Trecho →
□ □ □ □ □

Internacional

Trump indiciado tensiona a campanha

Denunciado pelo que é mais caro aos americanos — conspirar contra a democracia —, o ex-presidente se faz de vítima e incendeia a corrida presidencial de 2024, espalhando ódio e mentiras

Crédito: Sergio Flores

Mesmo sob acusações graves, Donald Trump tem 41% de aprovação de eleitores, assim como o atual presidente Joe Biden (Crédito: Sergio Flores)

Por Denise Mirás

Depois de processos envolvendo acusações sexuais (um deles por estupro, devidamente “encerrado” com pagamento de multa de US$ 5 milhões) e roubo de documentos secretos do governo, o ex-presidente Donald Trump vai encarar o que interessa de fato aos EUA: a sobrevivência do sistema, depois da lança fincada por ele no coração da democracia. O resumo da acusação do procurador especial Jack Smith, apresentada no Tribunal Distrital de Washington na última terça-feira, dia 1º, denuncia que Trump declarou ter havido fraude nas eleições, sabendo que essa sua afirmação era falsa, para continuar na Presidência.

Detalhe importante: ao contrário dos outros inquéritos, no processo desta semana Trump estava no cargo de presidente.

Derrotado na tentativa de reeleição, suas atitudes culminaram na invasão do Capitólio em 6 de janeiro de 2021, com uma turba violenta tentando impedir a posse de Joe Biden, do Partido Democrata.

Mas Trump não se intimida com os processos: já deu o tom de sua campanha como pré-candidato do Partido Republicano às eleições presidenciais de 5 de novembro de 2024, com mais ódio, mentiras e provocações delirantes que alimentam seus eleitores extremistas.

Assim, se mantém empatado tecnicamente com Biden na preferência para a corrida presidencial do próximo ano.

A Promotoria dá a entender que a definição da data do julgamento, que poderá dar o ex-presidente como inelegível — e até levá-lo à cadeia por 20 anos — deve ser acelerada. Trump conta com o contrário. E continua ateando fogo em seus eleitores, principalmente por redes sociais, se fazendo de “vítima”.

□ □ □ □ □

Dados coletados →
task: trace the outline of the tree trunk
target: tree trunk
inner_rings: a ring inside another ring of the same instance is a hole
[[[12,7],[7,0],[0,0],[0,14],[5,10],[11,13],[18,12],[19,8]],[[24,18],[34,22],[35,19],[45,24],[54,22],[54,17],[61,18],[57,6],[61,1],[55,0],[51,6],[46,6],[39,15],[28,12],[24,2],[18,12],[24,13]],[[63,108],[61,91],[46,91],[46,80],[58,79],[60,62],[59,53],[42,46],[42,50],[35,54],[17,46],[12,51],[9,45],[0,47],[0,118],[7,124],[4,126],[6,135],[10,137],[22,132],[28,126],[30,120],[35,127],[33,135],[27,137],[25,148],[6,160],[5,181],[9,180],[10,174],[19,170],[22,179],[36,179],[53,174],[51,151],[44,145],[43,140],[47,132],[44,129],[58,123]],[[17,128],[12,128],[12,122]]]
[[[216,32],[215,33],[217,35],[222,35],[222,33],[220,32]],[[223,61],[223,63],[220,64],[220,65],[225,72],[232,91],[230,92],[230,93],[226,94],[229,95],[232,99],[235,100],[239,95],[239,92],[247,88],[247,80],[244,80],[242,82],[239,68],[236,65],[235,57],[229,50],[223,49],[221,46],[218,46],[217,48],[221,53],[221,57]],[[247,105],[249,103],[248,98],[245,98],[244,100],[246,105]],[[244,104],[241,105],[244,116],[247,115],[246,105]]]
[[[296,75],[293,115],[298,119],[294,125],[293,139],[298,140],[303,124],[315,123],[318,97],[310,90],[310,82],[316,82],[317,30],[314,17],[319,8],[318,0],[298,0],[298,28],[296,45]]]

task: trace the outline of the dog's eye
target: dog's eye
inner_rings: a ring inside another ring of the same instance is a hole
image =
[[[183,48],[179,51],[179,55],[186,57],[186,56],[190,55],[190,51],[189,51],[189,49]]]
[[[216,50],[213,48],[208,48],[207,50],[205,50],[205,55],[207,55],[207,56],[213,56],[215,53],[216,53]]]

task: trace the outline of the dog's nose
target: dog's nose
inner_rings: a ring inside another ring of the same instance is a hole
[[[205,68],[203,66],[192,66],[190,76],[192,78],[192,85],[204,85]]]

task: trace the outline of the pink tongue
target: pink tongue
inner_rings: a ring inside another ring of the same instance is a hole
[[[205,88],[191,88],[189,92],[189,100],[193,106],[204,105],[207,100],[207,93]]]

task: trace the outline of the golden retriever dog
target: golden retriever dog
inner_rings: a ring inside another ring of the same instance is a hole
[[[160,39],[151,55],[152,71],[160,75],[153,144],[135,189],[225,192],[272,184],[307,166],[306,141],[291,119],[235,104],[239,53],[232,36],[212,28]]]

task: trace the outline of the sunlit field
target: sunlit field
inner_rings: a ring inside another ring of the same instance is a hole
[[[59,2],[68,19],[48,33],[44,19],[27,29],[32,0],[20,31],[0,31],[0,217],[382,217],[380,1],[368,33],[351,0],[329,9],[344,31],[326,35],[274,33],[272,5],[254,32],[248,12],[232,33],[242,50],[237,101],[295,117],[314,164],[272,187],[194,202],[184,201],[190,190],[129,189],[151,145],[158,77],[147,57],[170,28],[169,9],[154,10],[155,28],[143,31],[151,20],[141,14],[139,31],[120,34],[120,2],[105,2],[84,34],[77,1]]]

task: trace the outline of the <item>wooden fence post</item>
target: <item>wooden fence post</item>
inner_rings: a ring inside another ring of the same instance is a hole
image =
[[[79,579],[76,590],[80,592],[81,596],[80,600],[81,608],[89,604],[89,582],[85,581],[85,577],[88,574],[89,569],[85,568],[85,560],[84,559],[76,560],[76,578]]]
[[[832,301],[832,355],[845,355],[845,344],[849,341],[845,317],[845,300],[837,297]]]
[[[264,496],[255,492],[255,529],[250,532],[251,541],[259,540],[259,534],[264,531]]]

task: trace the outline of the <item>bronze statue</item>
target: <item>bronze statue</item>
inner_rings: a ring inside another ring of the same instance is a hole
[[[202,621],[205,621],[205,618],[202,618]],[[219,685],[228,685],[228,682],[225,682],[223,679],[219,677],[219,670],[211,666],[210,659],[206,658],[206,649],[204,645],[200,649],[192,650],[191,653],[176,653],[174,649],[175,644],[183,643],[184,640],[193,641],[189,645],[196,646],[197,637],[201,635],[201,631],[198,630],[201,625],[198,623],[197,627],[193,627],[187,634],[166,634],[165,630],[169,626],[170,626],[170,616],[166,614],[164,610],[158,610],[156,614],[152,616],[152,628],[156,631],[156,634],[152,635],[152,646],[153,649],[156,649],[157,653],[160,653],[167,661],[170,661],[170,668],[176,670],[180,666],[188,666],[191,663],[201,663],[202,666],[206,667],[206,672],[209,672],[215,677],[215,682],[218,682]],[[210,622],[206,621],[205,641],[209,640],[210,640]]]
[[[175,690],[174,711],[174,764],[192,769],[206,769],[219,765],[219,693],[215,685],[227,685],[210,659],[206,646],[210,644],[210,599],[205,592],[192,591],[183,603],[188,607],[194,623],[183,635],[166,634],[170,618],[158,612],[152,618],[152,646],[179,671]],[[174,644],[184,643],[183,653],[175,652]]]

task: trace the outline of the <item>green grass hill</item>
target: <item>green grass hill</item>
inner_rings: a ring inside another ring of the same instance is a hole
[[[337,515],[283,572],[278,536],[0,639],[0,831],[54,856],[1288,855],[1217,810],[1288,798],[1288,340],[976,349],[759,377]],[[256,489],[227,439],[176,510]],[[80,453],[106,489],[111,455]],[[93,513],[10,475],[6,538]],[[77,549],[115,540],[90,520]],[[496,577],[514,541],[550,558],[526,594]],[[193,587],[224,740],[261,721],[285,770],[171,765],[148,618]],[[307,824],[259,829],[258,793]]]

□ □ □ □ □

Tarefas →
(1) Segundo a reportagem sobre o indiciamento de Trump, em que data ocorreu a invasão do Capitólio?
(2) Devolva, sem alterar nada, o trecho da reportagem sobre o indiciamento de Trump que vai de "Mesmo sob acusações" até "cargo de presidente.".

Respostas em ordem →
(1) Em 6 de janeiro de 2021.

(2)
Mesmo sob acusações graves, Donald Trump tem 41% de aprovação de eleitores, assim como o atual presidente Joe Biden (Crédito: Sergio Flores)

Por Denise Mirás

Depois de processos envolvendo acusações sexuais (um deles por estupro, devidamente “encerrado” com pagamento de multa de US$ 5 milhões) e roubo de documentos secretos do governo, o ex-presidente Donald Trump vai encarar o que interessa de fato aos EUA: a sobrevivência do sistema, depois da lança fincada por ele no coração da democracia. O resumo da acusação do procurador especial Jack Smith, apresentada no Tribunal Distrital de Washington na última terça-feira, dia 1º, denuncia que Trump declarou ter havido fraude nas eleições, sabendo que essa sua afirmação era falsa, para continuar na Presidência.

Detalhe importante: ao contrário dos outros inquéritos, no processo desta semana Trump estava no cargo de presidente.